■ What is expected: Condense the paragraph beginning "Our approach Operational Planning light" in the steel-industry text below into a short bulleted list that keeps its main facts.

■ Text shown:
---+---
Enabling agile crisis management with “Operational Planning light”

Like many other markets, the steel industry is currently being hit hard by the Covid-19 pandemic. Aid packages from the German government, such as short-time work and the temporary exemption from bankruptcy filing are intended to avert a far-reaching wave of bankruptcies on the market — but these are only short-term measures.

The European steel industry, which has been under pressure for some time now, must fundamentally review its position for the future, as it is uncertain whether and when the pre-crisis level will be reached again. Even before the crisis occurred, the market was characterized by enormous overcapacities and the pandemic is further exacerbating this situation. For the best possible crisis management, it is thus of particular importance to adjust the production network to an appropriate level and to prepare it for the uncertain period afterwards.

Therefore, the following questions should be addressed:

  • How to set up the production network in the best possible way to fulfill all remaining customer demands?
  • Which plants or even production sites can be shut down?
  • What is best sequence to ramp up capacities again?
  • How to use alternative routings to set up the production network in the most cost-efficient way?
  • How rigid is the production network and how flexible can it react to future changes in customer requirements?

Our approach Operational Planning light (OP light) provides fast and reliable answers to these questions. This enables the best possible crisis management and allows being prepared (e.g. by testing new planning processes) for the time after the crisis. The capacity model forms the basis for Operational Planning (OP): Sales forecasts are translated into capacity requirements which are in turn compared against available capacities. Capacity availabilities are derived from planned production time and resource productivity.
---+---
■ Extracted information:
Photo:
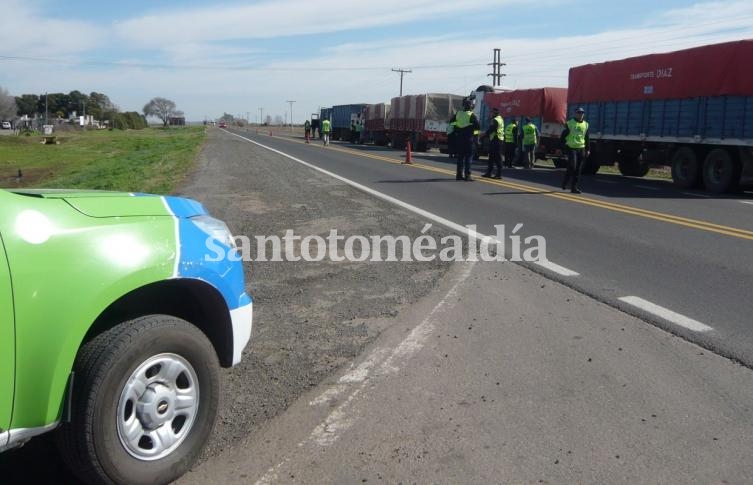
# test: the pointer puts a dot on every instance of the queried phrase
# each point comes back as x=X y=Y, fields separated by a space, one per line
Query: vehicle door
x=7 y=343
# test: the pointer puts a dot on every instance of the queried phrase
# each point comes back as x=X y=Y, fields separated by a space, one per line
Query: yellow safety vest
x=529 y=134
x=576 y=138
x=508 y=132
x=500 y=134
x=463 y=119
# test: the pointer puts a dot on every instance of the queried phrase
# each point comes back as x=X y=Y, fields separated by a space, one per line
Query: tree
x=8 y=108
x=160 y=108
x=27 y=104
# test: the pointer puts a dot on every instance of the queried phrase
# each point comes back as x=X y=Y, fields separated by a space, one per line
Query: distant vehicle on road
x=692 y=108
x=116 y=312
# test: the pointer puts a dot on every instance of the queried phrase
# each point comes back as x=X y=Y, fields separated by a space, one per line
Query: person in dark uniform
x=511 y=135
x=575 y=138
x=465 y=125
x=495 y=132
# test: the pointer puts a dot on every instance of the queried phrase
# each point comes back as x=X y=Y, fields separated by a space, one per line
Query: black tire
x=91 y=442
x=560 y=162
x=686 y=169
x=633 y=166
x=720 y=172
x=591 y=165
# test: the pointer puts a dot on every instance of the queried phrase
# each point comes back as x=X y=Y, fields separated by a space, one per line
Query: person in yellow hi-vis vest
x=575 y=137
x=326 y=130
x=530 y=140
x=465 y=124
x=496 y=133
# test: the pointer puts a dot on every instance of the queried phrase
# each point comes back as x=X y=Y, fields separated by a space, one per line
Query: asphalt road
x=444 y=372
x=677 y=251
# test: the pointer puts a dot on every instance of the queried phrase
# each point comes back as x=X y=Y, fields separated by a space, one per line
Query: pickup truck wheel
x=686 y=169
x=145 y=398
x=720 y=172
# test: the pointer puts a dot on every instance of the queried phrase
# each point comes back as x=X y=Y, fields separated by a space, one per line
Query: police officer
x=307 y=130
x=465 y=124
x=575 y=136
x=495 y=132
x=530 y=140
x=511 y=134
x=326 y=129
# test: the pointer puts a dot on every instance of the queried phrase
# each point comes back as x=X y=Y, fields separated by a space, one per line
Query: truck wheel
x=591 y=165
x=686 y=170
x=720 y=172
x=633 y=167
x=145 y=398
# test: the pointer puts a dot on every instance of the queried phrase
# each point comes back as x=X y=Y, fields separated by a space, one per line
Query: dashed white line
x=666 y=314
x=560 y=270
x=696 y=195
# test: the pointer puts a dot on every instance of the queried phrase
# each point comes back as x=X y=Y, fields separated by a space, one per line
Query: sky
x=250 y=58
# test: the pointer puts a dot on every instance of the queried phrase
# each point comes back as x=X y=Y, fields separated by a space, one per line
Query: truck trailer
x=343 y=116
x=691 y=109
x=422 y=119
x=376 y=123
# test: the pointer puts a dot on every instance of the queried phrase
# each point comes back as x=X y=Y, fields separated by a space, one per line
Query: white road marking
x=339 y=420
x=696 y=195
x=666 y=314
x=561 y=270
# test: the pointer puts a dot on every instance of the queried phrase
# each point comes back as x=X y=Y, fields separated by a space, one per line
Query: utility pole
x=402 y=72
x=497 y=68
x=291 y=114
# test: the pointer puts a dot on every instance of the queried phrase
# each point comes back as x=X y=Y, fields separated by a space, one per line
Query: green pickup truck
x=115 y=319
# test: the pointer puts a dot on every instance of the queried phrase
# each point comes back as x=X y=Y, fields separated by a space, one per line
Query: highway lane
x=684 y=252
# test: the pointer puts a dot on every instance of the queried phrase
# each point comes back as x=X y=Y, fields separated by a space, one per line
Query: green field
x=152 y=160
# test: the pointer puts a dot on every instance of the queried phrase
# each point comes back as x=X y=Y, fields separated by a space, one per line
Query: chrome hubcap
x=158 y=406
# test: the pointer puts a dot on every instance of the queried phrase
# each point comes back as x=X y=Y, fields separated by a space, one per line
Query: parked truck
x=342 y=118
x=376 y=123
x=691 y=109
x=546 y=107
x=422 y=119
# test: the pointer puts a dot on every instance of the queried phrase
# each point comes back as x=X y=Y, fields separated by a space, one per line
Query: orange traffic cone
x=408 y=155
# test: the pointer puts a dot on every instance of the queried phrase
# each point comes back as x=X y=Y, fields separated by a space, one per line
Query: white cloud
x=25 y=31
x=346 y=73
x=280 y=18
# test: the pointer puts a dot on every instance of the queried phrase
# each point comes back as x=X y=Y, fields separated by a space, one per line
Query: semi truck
x=376 y=123
x=422 y=119
x=342 y=117
x=546 y=107
x=691 y=109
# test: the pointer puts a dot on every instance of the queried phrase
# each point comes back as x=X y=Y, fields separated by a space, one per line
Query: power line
x=402 y=72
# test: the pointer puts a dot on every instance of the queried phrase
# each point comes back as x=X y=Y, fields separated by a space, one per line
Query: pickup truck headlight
x=215 y=228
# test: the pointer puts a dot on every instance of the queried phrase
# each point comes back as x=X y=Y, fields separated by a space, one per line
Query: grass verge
x=150 y=160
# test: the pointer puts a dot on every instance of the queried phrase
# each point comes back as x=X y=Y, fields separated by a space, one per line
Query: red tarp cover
x=548 y=103
x=712 y=70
---+---
■ Worked solution:
- Operational Planning light (OP light) gives fast, reliable answers to the questions listed before it.
- This allows the best possible crisis management and preparation for the time after the crisis, for example by testing new planning processes.
- The capacity model is the basis of Operational Planning (OP).
- Sales forecasts are translated into capacity requirements, which are compared with available capacities.
- Available capacities are derived from planned production time and resource productivity.